(Items in a dataset)
— start —

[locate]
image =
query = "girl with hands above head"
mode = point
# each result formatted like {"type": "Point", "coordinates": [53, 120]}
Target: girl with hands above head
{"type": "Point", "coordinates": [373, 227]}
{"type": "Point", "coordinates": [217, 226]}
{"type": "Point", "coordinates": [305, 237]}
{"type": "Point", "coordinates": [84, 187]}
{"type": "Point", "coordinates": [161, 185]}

— end —

• **SET PROBLEM**
Rewrite the items above, changing every "hands above head" to "arms raised overhead" and keeping everything else the same.

• **TASK RESPONSE**
[locate]
image =
query = "girl with arms raised overhead"
mode = point
# each result formatted like {"type": "Point", "coordinates": [53, 120]}
Target: girl with arms raised overhead
{"type": "Point", "coordinates": [373, 227]}
{"type": "Point", "coordinates": [217, 226]}
{"type": "Point", "coordinates": [305, 237]}
{"type": "Point", "coordinates": [84, 187]}
{"type": "Point", "coordinates": [161, 185]}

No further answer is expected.